Exercise
Could you rewrite the entries below with "zone-entry log" swapped for "survey log" and everything else left unchanged?

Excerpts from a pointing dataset
★ ★ ★ ★ ★ ★ ★
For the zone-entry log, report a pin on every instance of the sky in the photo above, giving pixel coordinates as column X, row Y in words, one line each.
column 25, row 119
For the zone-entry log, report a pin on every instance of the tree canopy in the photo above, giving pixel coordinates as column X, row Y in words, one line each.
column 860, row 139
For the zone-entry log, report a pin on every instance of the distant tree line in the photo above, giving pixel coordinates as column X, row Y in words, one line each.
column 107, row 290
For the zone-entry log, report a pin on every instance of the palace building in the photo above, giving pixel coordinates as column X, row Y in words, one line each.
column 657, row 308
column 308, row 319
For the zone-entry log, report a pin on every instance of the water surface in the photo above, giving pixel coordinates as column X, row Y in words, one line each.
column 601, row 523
★ ★ ★ ★ ★ ★ ★
Solution to this task
For the survey log, report a pin on every instance of the sky in the photo above, giving pixel coordinates as column X, row Y in words, one line each.
column 25, row 119
For the survey log, report a pin on every instance of the tree canopy in the photo above, giving pixel coordinates as column X, row Y in words, one line each.
column 860, row 139
For the survey log, report a pin on every instance of the distant tree line in the photo above, giving pixel coordinates as column X, row Y in words, one line each.
column 107, row 290
For the survey log, report a pin on every instance of the palace building in the photo above, giving pixel coordinates as column X, row Y in words, one line each.
column 657, row 308
column 308, row 319
For the survey log, report a pin on every instance of the water surface in the photo above, giving pixel coordinates as column X, row Y in words, one line each.
column 601, row 523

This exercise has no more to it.